-- Data follows --

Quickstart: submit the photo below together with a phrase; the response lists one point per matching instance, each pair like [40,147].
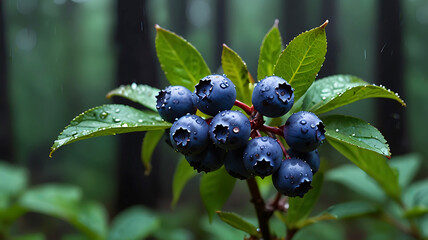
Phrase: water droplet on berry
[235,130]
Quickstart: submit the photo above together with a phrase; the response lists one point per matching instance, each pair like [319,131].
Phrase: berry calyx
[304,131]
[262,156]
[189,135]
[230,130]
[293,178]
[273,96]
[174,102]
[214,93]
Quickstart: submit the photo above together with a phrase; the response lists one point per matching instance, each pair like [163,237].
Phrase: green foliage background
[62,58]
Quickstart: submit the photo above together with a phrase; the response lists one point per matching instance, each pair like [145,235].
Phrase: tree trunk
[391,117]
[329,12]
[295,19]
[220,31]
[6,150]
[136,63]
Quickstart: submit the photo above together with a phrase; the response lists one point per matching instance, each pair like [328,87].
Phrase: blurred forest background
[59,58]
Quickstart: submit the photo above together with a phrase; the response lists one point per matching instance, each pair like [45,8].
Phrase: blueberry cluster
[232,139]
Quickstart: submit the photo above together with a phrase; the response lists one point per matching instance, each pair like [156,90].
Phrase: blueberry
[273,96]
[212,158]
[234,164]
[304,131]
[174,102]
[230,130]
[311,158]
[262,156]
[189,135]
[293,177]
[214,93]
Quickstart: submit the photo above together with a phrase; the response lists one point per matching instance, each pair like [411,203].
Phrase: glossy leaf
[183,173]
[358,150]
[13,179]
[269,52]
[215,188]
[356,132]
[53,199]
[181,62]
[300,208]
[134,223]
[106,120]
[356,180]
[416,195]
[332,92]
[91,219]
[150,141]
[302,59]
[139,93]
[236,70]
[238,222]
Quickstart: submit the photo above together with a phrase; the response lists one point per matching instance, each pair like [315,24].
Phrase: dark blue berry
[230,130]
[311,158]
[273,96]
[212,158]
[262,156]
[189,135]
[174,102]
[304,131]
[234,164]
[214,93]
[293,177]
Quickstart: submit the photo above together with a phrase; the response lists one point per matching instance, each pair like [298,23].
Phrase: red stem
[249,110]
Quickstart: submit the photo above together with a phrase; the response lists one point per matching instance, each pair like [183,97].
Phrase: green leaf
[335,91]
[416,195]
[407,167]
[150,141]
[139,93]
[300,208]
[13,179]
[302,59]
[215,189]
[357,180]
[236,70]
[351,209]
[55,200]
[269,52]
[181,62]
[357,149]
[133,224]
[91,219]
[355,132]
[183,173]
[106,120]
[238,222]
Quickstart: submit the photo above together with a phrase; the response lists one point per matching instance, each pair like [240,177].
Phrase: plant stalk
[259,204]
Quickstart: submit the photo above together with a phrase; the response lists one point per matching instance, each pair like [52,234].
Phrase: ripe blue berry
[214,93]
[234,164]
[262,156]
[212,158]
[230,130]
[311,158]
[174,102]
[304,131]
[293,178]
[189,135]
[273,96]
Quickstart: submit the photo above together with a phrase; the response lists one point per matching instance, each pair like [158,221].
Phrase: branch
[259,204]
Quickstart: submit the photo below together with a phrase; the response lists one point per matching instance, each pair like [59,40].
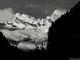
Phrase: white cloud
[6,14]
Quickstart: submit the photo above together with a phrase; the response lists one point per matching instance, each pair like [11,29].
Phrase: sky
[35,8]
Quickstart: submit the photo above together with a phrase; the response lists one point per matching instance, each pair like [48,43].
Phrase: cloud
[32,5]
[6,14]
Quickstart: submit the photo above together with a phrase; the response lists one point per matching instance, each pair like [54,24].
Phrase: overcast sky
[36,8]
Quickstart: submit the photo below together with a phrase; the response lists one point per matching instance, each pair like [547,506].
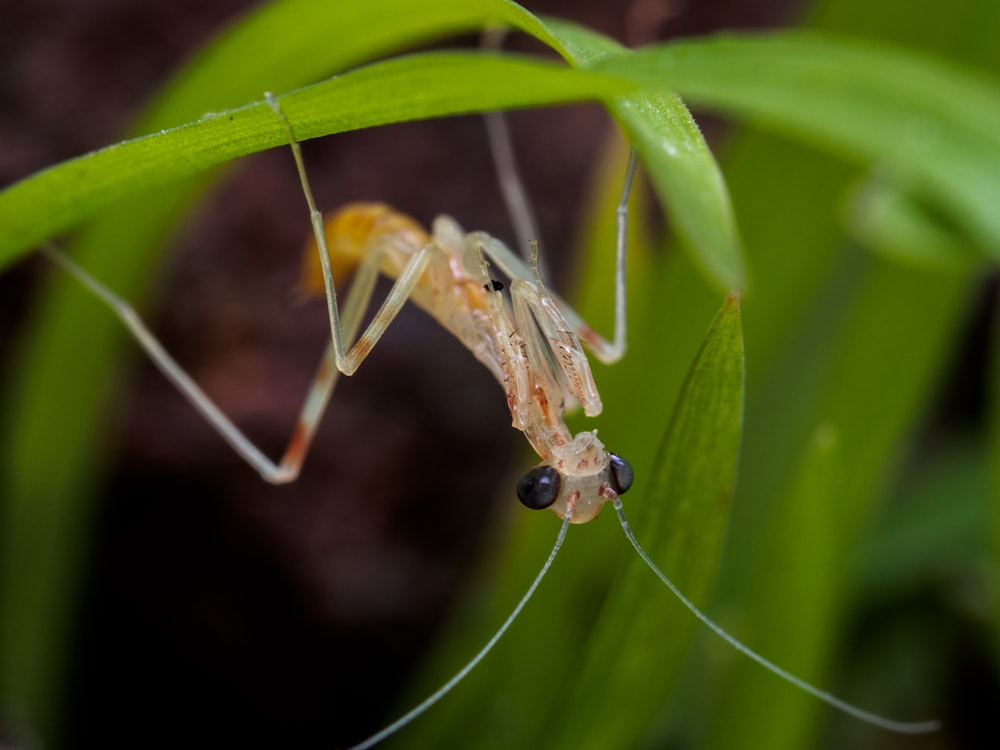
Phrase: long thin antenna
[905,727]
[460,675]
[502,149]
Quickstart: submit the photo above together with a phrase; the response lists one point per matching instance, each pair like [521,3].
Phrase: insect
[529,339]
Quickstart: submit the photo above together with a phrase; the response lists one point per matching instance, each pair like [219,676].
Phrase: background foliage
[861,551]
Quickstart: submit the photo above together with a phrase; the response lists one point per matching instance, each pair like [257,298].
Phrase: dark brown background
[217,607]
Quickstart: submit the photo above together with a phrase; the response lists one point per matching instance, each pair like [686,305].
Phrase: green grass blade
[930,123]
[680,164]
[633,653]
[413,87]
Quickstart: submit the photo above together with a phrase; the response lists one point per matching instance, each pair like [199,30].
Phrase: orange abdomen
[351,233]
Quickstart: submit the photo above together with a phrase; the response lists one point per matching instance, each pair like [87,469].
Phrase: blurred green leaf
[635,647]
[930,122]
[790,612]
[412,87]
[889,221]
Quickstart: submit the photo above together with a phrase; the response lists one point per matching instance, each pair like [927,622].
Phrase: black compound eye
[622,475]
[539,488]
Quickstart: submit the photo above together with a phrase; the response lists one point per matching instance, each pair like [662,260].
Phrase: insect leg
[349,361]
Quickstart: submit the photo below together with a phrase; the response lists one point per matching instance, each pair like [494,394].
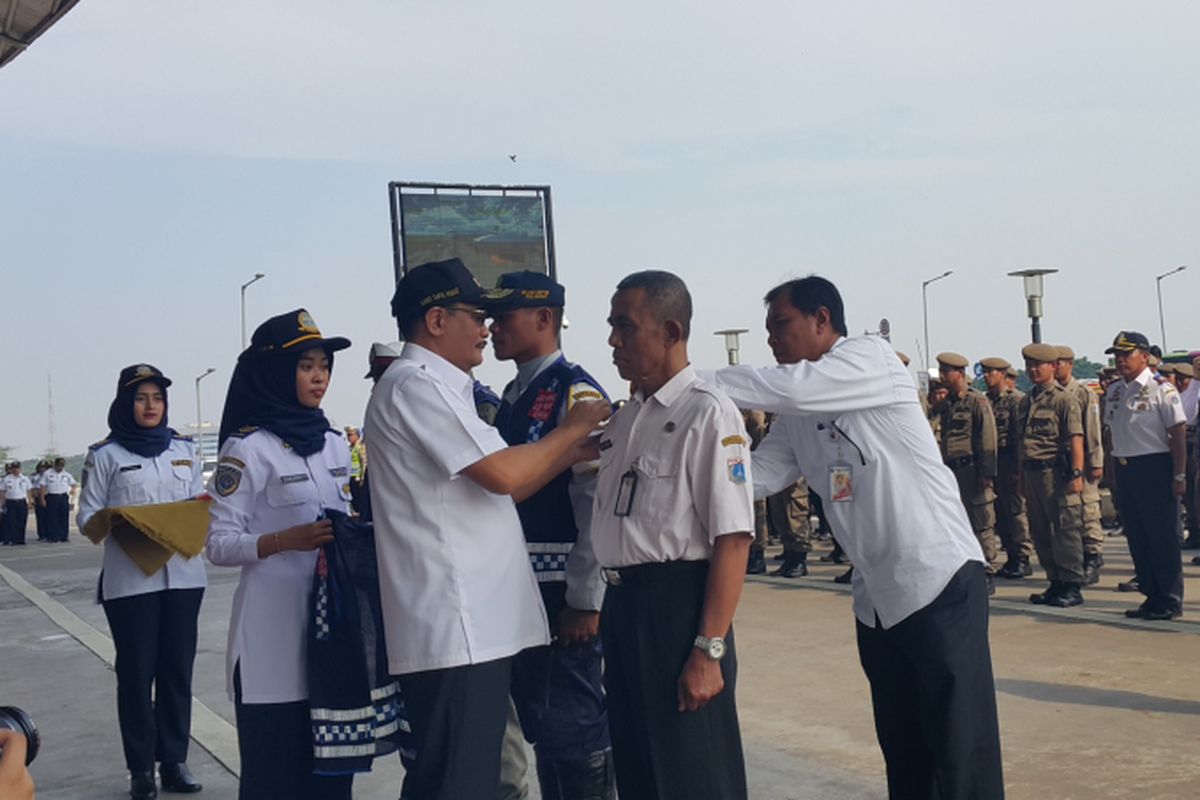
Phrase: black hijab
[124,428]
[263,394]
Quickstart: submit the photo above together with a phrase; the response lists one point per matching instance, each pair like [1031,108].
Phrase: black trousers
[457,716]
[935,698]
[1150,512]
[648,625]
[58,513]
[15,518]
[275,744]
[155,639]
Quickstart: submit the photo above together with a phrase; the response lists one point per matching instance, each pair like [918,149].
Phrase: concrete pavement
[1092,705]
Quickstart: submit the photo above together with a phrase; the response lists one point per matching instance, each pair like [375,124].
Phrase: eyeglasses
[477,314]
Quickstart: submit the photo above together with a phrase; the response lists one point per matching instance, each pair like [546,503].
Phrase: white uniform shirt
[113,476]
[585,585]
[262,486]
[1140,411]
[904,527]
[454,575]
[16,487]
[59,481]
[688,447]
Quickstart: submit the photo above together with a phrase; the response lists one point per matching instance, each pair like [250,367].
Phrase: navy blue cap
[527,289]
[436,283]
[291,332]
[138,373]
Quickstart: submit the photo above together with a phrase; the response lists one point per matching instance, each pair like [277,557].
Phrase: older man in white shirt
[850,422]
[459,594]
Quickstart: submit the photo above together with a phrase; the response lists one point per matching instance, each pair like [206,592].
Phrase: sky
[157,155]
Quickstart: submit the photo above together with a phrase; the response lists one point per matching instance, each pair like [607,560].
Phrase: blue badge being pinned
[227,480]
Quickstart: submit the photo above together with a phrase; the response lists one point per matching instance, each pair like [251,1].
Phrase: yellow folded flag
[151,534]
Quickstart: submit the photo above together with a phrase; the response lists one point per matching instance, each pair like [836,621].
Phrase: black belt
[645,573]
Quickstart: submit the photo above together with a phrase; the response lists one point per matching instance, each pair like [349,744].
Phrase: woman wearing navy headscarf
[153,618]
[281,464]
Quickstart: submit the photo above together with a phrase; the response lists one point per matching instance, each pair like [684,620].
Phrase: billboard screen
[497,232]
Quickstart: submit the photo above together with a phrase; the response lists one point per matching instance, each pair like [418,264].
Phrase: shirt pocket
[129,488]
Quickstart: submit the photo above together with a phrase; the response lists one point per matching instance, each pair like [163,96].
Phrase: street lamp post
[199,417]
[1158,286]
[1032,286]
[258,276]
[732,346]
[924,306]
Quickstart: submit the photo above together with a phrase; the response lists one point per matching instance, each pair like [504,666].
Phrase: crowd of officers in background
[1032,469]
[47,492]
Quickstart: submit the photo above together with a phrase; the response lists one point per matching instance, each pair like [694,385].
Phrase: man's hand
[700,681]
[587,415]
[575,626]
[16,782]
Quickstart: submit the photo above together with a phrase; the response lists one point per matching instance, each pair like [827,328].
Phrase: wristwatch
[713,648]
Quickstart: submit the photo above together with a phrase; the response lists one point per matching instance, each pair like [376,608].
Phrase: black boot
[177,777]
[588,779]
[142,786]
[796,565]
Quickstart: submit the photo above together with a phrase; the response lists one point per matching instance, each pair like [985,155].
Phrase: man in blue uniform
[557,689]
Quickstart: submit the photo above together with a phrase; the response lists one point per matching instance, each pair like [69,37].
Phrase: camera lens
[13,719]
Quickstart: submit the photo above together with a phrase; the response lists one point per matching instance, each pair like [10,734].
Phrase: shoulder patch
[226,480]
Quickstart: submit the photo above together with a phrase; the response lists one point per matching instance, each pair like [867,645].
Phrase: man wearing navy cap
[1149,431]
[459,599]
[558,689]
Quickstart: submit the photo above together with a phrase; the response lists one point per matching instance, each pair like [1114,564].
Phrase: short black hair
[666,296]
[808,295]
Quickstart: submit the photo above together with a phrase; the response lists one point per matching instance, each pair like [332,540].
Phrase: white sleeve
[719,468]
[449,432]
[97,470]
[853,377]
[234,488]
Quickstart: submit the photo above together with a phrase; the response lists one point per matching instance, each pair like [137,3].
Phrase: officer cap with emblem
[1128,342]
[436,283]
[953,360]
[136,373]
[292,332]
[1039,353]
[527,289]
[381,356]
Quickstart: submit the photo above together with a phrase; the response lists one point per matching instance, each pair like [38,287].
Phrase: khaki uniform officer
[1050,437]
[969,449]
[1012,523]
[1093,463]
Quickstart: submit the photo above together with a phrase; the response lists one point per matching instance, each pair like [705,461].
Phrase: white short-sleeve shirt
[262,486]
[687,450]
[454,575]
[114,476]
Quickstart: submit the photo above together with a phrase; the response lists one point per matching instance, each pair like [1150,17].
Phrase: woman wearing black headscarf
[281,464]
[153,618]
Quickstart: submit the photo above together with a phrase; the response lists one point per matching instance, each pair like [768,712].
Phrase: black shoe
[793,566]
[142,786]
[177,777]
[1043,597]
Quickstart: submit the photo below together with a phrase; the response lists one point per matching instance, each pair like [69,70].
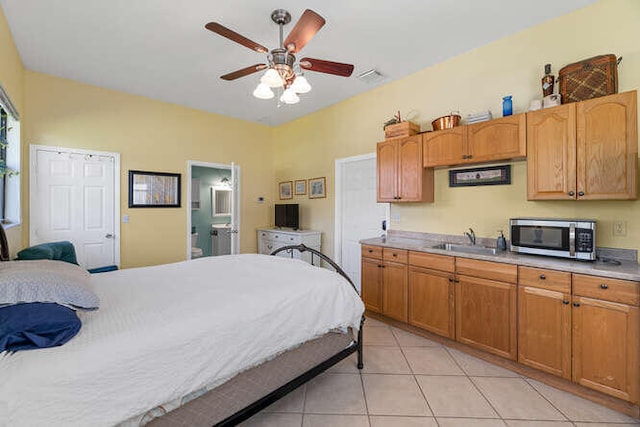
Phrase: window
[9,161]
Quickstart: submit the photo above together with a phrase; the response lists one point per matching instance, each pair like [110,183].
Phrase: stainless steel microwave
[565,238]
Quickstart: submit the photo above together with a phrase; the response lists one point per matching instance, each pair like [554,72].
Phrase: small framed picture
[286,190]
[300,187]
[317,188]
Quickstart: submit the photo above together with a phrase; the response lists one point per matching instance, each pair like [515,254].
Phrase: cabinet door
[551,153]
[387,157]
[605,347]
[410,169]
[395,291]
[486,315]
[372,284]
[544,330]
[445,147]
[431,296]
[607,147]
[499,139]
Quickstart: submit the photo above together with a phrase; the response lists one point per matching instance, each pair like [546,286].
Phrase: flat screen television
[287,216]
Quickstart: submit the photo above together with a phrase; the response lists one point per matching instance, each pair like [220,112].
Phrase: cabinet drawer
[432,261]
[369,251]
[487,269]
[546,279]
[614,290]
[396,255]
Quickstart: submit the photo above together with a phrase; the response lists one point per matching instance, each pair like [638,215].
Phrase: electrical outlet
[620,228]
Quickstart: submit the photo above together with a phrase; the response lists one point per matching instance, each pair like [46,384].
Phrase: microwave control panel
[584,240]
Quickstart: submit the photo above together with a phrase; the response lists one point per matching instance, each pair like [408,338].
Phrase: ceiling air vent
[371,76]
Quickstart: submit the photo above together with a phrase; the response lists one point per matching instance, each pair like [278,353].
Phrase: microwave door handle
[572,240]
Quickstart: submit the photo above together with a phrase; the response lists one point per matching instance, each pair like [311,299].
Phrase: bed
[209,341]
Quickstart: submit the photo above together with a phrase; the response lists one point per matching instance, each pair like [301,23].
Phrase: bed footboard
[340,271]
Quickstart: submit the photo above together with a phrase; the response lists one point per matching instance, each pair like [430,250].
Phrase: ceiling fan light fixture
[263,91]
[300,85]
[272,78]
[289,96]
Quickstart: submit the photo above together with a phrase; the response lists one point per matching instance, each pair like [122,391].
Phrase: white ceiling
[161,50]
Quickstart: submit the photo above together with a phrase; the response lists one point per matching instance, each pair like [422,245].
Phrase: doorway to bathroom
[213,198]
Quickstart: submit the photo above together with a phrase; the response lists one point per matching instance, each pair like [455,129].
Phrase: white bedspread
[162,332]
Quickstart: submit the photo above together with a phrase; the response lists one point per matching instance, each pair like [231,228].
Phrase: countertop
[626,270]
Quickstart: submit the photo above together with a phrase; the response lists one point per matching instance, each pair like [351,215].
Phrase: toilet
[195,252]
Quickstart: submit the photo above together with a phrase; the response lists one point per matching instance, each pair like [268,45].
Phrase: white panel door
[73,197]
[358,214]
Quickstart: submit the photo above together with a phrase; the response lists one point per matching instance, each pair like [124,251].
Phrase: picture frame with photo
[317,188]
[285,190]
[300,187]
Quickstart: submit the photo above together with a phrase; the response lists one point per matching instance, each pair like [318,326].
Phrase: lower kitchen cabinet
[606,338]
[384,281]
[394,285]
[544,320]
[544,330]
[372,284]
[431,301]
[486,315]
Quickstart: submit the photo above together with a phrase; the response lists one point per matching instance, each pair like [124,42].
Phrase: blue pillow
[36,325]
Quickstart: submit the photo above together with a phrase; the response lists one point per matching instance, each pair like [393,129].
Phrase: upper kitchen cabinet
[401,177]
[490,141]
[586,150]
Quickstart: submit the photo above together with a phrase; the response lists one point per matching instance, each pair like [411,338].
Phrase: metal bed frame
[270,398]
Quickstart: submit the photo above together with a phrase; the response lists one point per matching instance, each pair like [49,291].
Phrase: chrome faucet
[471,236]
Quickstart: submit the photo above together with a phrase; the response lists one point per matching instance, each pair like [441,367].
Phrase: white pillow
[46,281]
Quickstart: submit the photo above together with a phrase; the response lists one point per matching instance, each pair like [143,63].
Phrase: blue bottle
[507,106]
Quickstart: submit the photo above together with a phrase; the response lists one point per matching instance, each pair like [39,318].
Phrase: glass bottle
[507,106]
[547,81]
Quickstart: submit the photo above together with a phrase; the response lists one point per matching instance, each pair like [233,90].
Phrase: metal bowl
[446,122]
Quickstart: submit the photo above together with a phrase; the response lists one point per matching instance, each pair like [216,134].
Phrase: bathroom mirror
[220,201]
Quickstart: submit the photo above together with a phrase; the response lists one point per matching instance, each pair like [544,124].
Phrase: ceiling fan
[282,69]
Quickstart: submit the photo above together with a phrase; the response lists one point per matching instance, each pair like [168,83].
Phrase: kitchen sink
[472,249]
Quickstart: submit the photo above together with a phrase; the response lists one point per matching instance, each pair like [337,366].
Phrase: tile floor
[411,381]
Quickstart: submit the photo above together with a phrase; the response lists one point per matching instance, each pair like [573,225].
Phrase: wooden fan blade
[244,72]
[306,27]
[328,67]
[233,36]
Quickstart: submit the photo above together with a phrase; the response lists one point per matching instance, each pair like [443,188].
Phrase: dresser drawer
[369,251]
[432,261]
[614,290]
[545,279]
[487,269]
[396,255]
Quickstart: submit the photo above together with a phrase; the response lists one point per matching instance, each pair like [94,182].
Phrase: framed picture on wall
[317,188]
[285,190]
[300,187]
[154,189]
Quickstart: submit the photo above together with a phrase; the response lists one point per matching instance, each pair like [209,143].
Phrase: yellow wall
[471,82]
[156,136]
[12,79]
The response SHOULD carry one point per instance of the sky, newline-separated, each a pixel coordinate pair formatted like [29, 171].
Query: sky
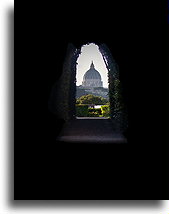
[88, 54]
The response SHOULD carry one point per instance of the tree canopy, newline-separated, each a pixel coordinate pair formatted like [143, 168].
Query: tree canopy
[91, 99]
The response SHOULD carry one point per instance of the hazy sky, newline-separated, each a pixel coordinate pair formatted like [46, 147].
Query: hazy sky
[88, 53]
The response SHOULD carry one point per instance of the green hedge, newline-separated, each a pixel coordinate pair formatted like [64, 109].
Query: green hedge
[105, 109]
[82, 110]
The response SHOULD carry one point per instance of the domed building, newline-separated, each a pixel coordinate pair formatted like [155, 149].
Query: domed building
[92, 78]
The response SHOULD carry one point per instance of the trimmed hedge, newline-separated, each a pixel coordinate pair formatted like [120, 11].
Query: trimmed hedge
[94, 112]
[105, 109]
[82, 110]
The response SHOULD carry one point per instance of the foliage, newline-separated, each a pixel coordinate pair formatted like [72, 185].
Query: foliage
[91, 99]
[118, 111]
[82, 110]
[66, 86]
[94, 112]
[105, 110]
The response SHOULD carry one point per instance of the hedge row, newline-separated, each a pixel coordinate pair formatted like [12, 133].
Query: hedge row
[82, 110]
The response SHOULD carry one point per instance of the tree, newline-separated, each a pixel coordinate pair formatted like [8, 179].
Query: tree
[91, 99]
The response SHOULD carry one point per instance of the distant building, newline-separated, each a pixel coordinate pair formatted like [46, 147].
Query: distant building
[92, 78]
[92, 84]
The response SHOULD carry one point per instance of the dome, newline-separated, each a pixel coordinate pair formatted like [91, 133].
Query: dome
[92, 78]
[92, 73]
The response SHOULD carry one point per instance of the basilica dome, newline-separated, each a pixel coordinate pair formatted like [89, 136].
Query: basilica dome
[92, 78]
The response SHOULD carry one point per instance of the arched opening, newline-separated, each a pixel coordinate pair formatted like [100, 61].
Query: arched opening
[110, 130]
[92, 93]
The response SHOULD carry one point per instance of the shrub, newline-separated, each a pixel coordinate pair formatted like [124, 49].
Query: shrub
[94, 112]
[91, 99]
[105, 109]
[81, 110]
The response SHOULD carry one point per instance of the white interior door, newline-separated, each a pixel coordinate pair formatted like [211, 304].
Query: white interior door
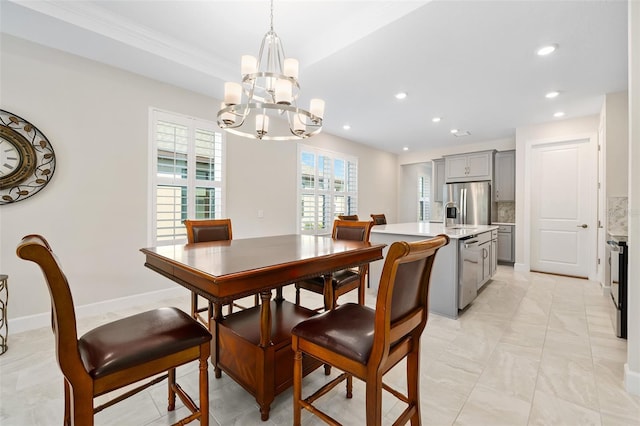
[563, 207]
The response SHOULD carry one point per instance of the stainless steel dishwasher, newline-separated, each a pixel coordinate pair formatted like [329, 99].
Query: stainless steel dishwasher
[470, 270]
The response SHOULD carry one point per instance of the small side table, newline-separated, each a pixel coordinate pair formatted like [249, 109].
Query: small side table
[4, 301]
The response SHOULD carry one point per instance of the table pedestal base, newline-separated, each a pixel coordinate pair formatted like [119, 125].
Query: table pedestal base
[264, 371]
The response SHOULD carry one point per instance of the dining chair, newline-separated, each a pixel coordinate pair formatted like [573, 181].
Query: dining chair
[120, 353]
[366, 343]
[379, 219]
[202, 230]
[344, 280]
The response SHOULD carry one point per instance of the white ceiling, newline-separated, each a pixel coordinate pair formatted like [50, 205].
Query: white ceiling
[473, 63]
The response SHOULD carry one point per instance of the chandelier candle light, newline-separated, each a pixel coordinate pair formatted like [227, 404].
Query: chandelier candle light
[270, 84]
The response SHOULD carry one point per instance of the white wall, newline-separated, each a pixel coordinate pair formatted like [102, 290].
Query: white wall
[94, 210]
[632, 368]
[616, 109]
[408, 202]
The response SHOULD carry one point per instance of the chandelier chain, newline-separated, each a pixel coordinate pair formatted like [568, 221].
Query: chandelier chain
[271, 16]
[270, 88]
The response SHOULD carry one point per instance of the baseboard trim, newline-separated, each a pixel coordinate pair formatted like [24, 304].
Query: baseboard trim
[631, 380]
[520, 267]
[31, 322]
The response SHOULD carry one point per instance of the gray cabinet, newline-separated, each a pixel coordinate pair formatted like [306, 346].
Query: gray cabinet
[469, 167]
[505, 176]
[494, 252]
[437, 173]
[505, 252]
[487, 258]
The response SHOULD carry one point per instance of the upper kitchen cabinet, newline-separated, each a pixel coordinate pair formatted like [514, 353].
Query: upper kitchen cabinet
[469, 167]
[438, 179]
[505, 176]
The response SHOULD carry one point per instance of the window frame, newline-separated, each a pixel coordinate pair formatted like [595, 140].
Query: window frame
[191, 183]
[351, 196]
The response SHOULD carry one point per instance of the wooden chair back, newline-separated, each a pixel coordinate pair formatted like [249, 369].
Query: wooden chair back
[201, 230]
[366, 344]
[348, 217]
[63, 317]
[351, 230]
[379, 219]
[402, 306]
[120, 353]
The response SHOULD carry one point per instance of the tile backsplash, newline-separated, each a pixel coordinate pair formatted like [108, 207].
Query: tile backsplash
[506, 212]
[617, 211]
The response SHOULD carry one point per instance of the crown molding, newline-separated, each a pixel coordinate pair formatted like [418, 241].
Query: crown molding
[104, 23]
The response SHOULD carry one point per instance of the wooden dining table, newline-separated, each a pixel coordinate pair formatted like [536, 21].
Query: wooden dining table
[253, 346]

-- Data concluded --

To do: Begin with the line above that has "pair like [87,469]." and continue through the line that has "pair like [494,394].", setting each one down exactly. Stop there.

Task output:
Quickstart: submit the photo above together with a phrase; the response lists one point per matching instance, each pair like [87,469].
Phrase: blurred green leaf
[635,647]
[930,122]
[790,612]
[412,87]
[889,221]
Quickstart: submit the photo above together with a phrase; the response lists one point per matching instance, each pair like [927,622].
Phrase: black compound eye
[622,475]
[539,488]
Quickstart: submit the photo above together with a phrase; the response lists one point per matching instance, each pair like [662,260].
Phrase: insect leg
[349,361]
Quickstart: submit the photo below together with a phrase; the response lists one point per matching instance, each pair like [494,394].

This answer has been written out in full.